**WRITTEN EXERCISE 1:**
Transcribe the stretch of the mailing-list reply below from "From Thomas Munro" through "broken  (Nathan Bossart <nathandbossart@gmail.com>)".

**PASSAGE TO READ:**
Re: Sub-millisecond [autovacuum_]vacuum_cost_delay broken - Mailing list pgsql-hackers

From Thomas Munro
Subject Re: Sub-millisecond [autovacuum_]vacuum_cost_delay broken
Date
Msg-id CA+hUKGL=OkAsHBS_TH3v3SRCi3AZd9r2+8PpJ4DR=P9xvnhF5Q@mail.gmail.com
Whole thread Raw
In response to Re: Sub-millisecond [autovacuum_]vacuum_cost_delay broken  (Nathan Bossart <nathandbossart@gmail.com>)
Responses Re: Sub-millisecond [autovacuum_]vacuum_cost_delay broken
List pgsql-hackers
On Tue, Mar 14, 2023 at 12:10 PM Nathan Bossart
<nathandbossart@gmail.com> wrote:
> >   * NOTE: although the delay is specified in microseconds, the effective
> > - * resolution is only 1/HZ, or 10 milliseconds, on most Unixen.  Expect
> > - * the requested delay to be rounded up to the next resolution boundary.
> > + * resolution is only 1/HZ on systems that use periodic kernel ticks to wake
> > + * up.  This may cause sleeps to be rounded up by 1-20 milliseconds on older
> > + * Unixen and Windows.
>
> nitpick: Could the 1/HZ versus 20 milliseconds discrepancy cause confusion?
> Otherwise, I think this is the right idea.

Better words welcome; 1-20ms summarises the range I actually measured,
and if reports are correct about Windows' HZ=64 (1/HZ = 15.625ms) then
it neatly covers that too, so I don't feel too bad about not chasing
down the reason for that 10ms/20ms discrepancy; maybe I looked at the
wrong HZ number (which you can change, anyway), I'm not too used to
NetBSD...  BTW they have a project plan to fix that
https://wiki.netbsd.org/projects/project/tickless/

> > + * CAUTION: if interrupted by a signal, this function will return, but its
> > + * interface doesn't report that.  It's not a good idea to use this
> > + * for long sleeps in the backend, because backends are expected to respond to
> > + * interrupts promptly.  Better practice for long sleeps is to use WaitLatch()

**EXERCISE DATA:**
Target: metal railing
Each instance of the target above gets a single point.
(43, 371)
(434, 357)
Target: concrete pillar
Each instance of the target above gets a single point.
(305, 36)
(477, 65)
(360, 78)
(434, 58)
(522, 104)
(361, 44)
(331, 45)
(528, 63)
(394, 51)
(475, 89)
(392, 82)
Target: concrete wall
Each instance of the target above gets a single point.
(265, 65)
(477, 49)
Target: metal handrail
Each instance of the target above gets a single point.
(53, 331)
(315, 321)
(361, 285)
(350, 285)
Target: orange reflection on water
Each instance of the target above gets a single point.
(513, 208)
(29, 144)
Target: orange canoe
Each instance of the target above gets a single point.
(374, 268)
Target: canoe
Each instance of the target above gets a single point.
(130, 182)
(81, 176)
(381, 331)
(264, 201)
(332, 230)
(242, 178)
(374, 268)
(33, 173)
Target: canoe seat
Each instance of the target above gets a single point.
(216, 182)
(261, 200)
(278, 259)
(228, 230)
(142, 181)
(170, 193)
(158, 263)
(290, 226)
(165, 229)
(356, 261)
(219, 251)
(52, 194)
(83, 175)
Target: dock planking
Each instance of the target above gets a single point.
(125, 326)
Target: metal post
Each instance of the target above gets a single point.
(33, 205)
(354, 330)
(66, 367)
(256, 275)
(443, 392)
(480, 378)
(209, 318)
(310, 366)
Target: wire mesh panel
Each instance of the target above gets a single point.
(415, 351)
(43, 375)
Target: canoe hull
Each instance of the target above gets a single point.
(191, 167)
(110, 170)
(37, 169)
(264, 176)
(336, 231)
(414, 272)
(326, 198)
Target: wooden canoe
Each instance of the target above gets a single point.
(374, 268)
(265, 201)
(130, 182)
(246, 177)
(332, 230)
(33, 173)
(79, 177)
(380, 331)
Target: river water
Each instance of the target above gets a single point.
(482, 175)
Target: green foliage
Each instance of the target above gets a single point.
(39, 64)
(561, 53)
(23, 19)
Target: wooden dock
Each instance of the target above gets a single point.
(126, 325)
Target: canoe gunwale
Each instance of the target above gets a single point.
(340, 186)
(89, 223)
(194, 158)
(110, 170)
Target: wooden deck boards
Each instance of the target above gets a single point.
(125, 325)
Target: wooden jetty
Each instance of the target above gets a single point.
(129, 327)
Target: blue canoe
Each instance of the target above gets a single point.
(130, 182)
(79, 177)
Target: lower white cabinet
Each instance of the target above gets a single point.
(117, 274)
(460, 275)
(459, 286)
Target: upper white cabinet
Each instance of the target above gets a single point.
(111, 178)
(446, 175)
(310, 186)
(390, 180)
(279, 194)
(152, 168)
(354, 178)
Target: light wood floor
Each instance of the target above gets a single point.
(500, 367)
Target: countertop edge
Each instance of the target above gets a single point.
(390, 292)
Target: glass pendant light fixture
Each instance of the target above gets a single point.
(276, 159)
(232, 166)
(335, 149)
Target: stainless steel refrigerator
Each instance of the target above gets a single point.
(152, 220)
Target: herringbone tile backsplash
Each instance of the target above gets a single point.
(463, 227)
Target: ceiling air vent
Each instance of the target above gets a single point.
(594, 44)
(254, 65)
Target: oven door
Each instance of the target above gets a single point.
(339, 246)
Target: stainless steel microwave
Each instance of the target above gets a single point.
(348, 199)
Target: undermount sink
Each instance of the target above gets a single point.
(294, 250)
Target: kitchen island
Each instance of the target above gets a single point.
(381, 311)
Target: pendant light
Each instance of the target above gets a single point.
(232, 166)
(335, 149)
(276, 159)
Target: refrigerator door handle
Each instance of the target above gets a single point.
--
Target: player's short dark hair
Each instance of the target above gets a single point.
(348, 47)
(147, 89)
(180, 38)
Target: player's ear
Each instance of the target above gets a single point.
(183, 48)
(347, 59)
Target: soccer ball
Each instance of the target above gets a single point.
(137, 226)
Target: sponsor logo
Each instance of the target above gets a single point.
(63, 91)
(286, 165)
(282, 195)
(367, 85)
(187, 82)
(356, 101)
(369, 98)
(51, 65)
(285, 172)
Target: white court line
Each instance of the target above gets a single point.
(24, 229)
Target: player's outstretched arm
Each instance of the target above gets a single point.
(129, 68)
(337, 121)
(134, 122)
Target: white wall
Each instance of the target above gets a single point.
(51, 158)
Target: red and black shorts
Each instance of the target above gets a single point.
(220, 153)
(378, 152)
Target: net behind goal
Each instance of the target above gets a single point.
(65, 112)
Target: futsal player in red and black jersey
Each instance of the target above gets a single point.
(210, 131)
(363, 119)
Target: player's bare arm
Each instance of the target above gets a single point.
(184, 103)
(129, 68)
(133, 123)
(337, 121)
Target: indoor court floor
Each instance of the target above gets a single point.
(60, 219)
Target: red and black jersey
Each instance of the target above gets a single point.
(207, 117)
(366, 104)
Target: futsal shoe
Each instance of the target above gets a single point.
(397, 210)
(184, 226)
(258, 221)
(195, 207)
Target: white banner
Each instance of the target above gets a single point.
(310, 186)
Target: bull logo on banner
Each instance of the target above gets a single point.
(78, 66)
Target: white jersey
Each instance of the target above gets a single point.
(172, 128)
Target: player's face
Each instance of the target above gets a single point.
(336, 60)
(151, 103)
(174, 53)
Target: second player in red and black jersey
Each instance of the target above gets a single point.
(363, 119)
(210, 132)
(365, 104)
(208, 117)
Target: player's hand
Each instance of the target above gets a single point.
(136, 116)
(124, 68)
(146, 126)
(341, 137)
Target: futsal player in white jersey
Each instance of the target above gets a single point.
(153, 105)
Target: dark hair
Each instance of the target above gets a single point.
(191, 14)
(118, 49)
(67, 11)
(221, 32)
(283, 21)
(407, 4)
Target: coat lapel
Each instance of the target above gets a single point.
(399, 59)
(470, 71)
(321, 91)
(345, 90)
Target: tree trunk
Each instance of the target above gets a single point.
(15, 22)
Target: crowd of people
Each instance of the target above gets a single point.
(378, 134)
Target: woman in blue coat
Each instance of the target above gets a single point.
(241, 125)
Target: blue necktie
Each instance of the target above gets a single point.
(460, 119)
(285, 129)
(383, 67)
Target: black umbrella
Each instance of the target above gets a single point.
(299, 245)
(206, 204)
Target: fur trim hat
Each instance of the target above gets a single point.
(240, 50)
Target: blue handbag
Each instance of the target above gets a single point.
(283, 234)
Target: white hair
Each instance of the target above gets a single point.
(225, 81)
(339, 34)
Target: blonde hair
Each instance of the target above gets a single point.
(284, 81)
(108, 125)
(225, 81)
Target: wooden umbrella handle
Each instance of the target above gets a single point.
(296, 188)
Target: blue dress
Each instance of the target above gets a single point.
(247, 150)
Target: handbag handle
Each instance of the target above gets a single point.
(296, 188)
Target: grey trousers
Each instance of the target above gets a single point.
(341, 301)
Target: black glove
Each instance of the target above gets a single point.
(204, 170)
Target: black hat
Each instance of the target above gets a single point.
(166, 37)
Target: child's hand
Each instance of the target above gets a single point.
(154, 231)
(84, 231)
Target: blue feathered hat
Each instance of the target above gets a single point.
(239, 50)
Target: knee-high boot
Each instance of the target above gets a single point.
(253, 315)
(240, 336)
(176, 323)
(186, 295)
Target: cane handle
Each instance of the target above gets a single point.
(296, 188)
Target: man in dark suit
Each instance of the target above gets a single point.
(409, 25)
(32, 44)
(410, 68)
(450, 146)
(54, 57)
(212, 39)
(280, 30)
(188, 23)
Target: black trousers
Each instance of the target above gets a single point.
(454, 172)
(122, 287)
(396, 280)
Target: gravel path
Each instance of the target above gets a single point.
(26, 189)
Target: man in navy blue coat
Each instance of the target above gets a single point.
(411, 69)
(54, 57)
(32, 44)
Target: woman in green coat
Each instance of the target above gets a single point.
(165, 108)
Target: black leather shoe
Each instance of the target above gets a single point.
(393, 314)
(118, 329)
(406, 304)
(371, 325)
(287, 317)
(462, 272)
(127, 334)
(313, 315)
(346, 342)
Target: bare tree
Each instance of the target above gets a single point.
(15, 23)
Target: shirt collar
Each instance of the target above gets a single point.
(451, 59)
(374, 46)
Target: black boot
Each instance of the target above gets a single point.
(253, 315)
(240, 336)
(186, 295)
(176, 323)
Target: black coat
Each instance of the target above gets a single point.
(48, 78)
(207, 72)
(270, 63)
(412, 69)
...
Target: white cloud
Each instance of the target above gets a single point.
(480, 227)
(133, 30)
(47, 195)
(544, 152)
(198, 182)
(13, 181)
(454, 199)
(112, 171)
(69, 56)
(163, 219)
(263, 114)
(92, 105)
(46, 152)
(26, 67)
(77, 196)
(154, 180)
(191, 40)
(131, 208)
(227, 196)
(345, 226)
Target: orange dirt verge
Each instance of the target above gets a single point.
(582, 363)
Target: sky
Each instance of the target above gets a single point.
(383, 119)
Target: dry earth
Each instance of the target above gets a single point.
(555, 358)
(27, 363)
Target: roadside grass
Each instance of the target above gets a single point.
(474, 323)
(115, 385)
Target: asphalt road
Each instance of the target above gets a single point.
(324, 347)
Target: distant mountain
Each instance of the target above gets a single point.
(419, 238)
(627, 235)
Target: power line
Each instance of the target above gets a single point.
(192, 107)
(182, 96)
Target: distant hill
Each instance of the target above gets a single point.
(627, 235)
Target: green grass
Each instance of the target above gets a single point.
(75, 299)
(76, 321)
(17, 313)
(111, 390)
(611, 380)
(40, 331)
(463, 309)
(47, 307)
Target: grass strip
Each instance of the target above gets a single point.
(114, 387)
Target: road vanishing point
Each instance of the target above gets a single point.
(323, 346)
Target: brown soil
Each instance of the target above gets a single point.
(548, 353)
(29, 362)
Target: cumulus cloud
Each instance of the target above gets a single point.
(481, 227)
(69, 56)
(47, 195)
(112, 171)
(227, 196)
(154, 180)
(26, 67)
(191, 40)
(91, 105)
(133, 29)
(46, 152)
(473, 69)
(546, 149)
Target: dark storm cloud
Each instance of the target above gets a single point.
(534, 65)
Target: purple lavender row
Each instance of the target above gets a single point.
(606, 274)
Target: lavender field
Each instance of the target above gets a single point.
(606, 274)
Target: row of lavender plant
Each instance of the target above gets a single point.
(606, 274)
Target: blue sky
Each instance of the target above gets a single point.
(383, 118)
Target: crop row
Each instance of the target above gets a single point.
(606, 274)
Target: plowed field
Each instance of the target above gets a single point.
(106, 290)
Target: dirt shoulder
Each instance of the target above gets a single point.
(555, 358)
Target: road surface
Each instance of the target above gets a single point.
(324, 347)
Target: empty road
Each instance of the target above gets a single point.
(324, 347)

**WRITTEN EXERCISE 2:**
Which rows above contain the word "boot"? Extract each of them.

**EXERCISE RESPONSE 1:**
From Thomas Munro
Subject Re: Sub-millisecond [autovacuum_]vacuum_cost_delay broken
Date
Msg-id CA+hUKGL=OkAsHBS_TH3v3SRCi3AZd9r2+8PpJ4DR=P9xvnhF5Q@mail.gmail.com
Whole thread Raw
In response to Re: Sub-millisecond [autovacuum_]vacuum_cost_delay broken  (Nathan Bossart <nathandbossart@gmail.com>)

**EXERCISE RESPONSE 2:**
Target: knee-high boot
Target: black boot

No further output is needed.